▸ **Document section**:
# # # #
We didn’t spend much time all together.  The husband spent the most time with her while I held down the fort.   This was not because the husband and I didn’t try.  I tried to instigate outings but there just wasn’t the interest.  In fact, I invited her to come to the ice cream shop because I had a buy-one-get-one-free coupon and I was glad she accepted.  But, when it came right down to it (the husband arrived), she decided to stay and asked me to bring hers back.  Well, that was a devastating and blow and I realized she was what I call a “multiple monogamist” at heart.

Recap:  The FIRST time was good because we got to know each other as a family but also as individuals.  That was also bad because she expressed feelings that the husband didn’t really get to know her and she him.  I took it at face value so when the SECOND time came around, I went overboard the other way—even with living space and time after marriage.  I can see how that would trade new problems for the old but I couldn’t see it at the time.  The FIRST definitely had more value for the whole.  We had figured out how to talk to each other and made decisions together and then brought them to the husband to add and/or take away.  It worked out very nicely and saved time and grief for him.
# # # #
Raw records
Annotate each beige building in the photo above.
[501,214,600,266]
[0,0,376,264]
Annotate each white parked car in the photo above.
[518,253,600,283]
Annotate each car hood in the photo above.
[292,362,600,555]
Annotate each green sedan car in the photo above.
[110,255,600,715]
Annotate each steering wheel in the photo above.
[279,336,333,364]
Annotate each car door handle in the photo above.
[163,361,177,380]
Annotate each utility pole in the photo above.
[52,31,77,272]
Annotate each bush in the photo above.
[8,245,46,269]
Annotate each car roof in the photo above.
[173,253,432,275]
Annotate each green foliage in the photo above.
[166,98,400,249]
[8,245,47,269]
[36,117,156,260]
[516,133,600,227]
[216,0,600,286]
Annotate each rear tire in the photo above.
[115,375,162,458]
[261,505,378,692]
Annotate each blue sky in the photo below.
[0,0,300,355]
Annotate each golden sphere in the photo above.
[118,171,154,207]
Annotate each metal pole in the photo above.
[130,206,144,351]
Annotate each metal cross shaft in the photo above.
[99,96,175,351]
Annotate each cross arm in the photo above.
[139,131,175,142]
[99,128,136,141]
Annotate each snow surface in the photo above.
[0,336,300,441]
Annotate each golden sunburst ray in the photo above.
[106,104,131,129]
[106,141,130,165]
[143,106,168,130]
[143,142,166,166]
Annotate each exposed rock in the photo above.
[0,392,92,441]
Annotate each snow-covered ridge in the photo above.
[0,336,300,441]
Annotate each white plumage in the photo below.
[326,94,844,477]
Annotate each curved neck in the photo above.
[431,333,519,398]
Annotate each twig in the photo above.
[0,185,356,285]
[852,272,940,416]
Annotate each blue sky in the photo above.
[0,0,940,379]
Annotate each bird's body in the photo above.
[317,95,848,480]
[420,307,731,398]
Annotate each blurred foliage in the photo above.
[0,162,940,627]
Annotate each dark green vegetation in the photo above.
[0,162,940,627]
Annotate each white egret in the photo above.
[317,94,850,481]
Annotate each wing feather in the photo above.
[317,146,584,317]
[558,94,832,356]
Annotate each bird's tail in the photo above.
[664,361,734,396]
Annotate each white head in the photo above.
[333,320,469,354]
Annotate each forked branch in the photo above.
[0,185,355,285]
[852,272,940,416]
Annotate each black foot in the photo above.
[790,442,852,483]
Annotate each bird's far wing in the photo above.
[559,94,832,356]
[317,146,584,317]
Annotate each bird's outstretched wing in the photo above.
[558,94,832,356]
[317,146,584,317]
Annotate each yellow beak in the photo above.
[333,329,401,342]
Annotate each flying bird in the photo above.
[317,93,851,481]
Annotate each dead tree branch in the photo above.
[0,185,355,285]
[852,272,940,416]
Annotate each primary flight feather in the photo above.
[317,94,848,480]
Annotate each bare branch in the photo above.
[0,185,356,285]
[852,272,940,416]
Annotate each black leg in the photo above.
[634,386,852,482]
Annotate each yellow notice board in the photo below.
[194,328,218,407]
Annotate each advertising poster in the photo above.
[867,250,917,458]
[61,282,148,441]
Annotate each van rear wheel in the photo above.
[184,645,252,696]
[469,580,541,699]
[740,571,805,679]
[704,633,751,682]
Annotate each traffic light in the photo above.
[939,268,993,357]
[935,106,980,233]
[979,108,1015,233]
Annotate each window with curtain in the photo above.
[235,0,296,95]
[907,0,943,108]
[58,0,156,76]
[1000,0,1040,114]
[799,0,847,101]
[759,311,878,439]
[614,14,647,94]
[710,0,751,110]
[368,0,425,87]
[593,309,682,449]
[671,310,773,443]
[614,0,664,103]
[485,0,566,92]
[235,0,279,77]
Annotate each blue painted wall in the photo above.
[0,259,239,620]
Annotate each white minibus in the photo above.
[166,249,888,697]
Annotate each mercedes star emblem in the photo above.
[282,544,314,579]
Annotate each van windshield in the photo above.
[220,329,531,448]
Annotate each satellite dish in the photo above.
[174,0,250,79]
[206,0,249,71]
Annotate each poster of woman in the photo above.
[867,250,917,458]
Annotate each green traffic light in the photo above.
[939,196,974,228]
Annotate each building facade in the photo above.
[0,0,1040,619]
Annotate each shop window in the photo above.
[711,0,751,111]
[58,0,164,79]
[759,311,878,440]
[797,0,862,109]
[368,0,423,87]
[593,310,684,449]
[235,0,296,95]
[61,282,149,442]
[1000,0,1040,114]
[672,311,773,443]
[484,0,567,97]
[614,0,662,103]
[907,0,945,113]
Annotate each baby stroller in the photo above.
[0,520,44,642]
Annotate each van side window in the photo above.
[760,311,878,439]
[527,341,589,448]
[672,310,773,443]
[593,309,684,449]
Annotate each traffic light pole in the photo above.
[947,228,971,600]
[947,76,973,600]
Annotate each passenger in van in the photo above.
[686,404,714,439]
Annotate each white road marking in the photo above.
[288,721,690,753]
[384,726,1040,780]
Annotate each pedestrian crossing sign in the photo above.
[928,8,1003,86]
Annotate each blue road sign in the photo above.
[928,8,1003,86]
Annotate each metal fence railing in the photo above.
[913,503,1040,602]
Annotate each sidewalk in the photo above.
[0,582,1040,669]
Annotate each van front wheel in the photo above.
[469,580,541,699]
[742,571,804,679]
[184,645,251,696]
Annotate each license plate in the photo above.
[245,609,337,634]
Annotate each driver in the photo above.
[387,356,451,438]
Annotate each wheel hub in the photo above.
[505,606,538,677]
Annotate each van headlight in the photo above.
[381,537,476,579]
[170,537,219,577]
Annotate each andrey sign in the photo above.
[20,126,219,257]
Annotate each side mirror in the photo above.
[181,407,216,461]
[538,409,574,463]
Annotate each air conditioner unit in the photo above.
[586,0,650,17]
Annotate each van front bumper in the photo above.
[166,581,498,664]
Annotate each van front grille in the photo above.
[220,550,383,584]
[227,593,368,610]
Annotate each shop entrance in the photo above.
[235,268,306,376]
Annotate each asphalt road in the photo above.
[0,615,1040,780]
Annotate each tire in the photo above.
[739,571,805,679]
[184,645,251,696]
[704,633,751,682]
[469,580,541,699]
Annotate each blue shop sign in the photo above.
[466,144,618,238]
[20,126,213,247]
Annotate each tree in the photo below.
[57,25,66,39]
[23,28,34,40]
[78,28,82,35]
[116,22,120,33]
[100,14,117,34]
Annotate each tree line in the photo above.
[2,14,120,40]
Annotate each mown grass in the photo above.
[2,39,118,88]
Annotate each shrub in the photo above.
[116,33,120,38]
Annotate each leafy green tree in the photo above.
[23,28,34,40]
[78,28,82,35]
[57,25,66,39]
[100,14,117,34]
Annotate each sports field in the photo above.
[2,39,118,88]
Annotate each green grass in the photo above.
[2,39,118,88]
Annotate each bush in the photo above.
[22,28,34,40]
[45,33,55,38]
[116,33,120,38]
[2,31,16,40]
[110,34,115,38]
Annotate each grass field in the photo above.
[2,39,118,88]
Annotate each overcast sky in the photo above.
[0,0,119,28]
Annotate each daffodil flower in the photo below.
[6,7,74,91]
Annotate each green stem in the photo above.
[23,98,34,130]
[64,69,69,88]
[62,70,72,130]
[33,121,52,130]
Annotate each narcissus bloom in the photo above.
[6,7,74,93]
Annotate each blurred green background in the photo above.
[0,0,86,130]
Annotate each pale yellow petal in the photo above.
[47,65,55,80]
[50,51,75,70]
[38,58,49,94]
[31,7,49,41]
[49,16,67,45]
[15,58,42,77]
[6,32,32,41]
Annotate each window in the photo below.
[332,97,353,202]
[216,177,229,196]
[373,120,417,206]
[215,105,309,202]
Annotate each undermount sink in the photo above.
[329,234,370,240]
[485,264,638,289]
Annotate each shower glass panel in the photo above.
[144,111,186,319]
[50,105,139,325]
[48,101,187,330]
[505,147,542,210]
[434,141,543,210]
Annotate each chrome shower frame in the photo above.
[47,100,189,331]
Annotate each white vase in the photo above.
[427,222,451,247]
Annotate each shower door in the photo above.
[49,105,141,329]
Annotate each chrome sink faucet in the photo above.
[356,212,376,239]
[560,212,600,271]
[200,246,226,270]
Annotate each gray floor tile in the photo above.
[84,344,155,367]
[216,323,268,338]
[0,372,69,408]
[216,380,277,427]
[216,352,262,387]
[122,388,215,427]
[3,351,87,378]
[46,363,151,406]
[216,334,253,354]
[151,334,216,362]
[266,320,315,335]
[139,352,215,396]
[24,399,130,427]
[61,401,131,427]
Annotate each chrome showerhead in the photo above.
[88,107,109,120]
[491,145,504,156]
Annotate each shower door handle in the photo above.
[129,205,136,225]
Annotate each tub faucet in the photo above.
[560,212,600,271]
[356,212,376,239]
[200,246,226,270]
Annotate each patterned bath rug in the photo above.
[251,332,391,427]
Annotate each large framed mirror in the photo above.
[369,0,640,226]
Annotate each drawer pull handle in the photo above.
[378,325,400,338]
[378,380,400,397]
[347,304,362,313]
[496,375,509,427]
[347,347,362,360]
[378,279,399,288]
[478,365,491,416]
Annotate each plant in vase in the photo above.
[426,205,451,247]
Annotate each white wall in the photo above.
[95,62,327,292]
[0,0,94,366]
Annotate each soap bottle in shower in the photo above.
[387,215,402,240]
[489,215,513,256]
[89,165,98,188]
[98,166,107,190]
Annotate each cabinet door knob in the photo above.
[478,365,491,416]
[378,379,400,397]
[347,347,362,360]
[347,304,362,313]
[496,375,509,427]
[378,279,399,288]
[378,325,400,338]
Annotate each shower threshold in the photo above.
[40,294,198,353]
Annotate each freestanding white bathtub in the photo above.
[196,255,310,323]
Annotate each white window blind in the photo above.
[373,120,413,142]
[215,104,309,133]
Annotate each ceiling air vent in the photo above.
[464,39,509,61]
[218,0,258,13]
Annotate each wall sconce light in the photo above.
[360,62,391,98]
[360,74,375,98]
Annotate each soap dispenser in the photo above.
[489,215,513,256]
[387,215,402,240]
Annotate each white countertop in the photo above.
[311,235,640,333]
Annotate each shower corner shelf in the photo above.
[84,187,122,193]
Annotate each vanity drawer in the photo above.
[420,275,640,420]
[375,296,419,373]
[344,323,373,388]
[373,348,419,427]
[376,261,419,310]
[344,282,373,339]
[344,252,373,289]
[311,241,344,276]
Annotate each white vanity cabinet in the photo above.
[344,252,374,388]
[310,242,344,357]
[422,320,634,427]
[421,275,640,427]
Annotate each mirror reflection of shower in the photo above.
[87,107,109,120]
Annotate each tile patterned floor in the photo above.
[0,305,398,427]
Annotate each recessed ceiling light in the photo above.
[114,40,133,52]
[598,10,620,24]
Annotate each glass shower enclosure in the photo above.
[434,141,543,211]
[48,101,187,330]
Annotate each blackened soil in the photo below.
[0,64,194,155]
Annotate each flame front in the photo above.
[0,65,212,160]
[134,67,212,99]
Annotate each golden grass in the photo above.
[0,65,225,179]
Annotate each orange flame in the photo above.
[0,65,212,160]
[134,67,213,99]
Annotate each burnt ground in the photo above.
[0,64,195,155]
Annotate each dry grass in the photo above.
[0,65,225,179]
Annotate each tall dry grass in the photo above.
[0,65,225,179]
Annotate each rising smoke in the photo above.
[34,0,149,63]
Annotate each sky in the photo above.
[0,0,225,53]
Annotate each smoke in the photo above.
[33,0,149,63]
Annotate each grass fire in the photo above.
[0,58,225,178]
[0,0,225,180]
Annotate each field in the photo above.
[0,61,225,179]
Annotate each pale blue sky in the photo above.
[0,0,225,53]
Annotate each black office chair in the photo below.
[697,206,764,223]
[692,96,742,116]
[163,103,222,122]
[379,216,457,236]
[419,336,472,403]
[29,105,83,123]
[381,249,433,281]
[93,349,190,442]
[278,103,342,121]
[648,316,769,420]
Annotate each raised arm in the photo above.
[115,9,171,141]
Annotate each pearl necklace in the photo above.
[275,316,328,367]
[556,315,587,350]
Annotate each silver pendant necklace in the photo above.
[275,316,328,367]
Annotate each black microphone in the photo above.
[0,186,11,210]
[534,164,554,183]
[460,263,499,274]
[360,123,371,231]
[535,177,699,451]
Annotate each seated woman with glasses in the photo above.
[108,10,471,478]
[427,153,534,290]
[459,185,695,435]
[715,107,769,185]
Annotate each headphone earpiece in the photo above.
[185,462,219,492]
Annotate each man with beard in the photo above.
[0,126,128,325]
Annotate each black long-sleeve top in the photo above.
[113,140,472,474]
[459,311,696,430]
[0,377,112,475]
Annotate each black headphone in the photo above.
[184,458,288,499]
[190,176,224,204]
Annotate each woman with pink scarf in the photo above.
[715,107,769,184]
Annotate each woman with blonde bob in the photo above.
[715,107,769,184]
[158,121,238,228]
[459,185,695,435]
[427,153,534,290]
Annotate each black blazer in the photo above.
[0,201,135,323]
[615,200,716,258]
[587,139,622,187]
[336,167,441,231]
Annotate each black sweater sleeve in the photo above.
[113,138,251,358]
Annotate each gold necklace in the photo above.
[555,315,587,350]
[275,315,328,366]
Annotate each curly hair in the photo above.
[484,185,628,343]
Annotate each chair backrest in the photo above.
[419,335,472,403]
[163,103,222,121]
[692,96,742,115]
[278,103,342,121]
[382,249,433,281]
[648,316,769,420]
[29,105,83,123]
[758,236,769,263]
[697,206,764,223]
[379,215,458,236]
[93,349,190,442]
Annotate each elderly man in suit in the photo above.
# # # #
▸ **Directives**:
**a.** Give again, word for word, the part of the passage on family life starting with "Recap:  The FIRST" and going on through "grief for him.".
**b.** Transcribe the lines of the records starting with the line with "Annotate each shower corner" and going on through the line with "[535,177,699,451]", both included, and nothing else.
The text and the records have no connection to each other.

▸ **Exercise responses**:
**a.**
Recap:  The FIRST time was good because we got to know each other as a family but also as individuals.  That was also bad because she expressed feelings that the husband didn’t really get to know her and she him.  I took it at face value so when the SECOND time came around, I went overboard the other way—even with living space and time after marriage.  I can see how that would trade new problems for the old but I couldn’t see it at the time.  The FIRST definitely had more value for the whole.  We had figured out how to talk to each other and made decisions together and then brought them to the husband to add and/or take away.  It worked out very nicely and saved time and grief for him.

**b.**
Annotate each shower corner shelf in the photo above.
[84,187,122,193]
Annotate each vanity drawer in the photo above.
[420,275,640,420]
[375,296,419,373]
[344,323,373,388]
[373,348,419,427]
[376,261,419,310]
[344,282,373,339]
[344,252,373,289]
[311,241,344,276]
Annotate each white vanity cabinet in the photo above.
[344,252,374,388]
[310,242,344,357]
[422,320,634,427]
[421,275,640,427]
Annotate each mirror reflection of shower in the photo above.
[87,107,109,120]
Annotate each tile patterned floor in the photo above.
[0,305,398,427]
Annotate each recessed ceiling light in the photo above.
[114,40,133,52]
[598,10,620,24]
Annotate each glass shower enclosure in the photo above.
[434,141,543,211]
[48,101,187,330]
Annotate each blackened soil in the photo below.
[0,64,194,155]
Annotate each flame front in the photo above.
[0,65,212,160]
[134,67,212,99]
Annotate each golden grass in the photo above.
[0,65,225,179]
Annotate each orange flame in the photo above.
[0,65,212,160]
[134,67,213,99]
Annotate each burnt ground in the photo above.
[0,64,195,155]
Annotate each dry grass in the photo above.
[0,65,225,179]
Annotate each tall dry grass in the photo above.
[0,65,225,179]
Annotate each rising smoke in the photo above.
[34,0,149,63]
Annotate each sky in the photo above.
[0,0,225,53]
Annotate each smoke in the photo above.
[33,0,149,63]
Annotate each grass fire in the photo above.
[0,58,225,178]
[0,0,225,180]
Annotate each field in the photo above.
[0,61,225,179]
Annotate each pale blue sky in the photo above.
[0,0,225,53]
Annotate each black office chair in the photo below.
[697,206,764,223]
[692,96,742,116]
[163,103,222,122]
[379,216,457,236]
[419,336,472,403]
[29,105,83,123]
[381,249,433,281]
[93,349,190,442]
[278,103,342,121]
[648,316,769,420]
Annotate each raised arm in the photo above.
[115,9,171,141]
Annotate each pearl necklace in the photo above.
[275,316,328,367]
[556,315,587,350]
Annotate each silver pendant necklace in the photo above.
[275,316,328,367]
Annotate each black microphone in the photo above.
[0,186,11,210]
[534,164,554,183]
[460,263,499,274]
[360,123,371,231]
[535,177,699,451]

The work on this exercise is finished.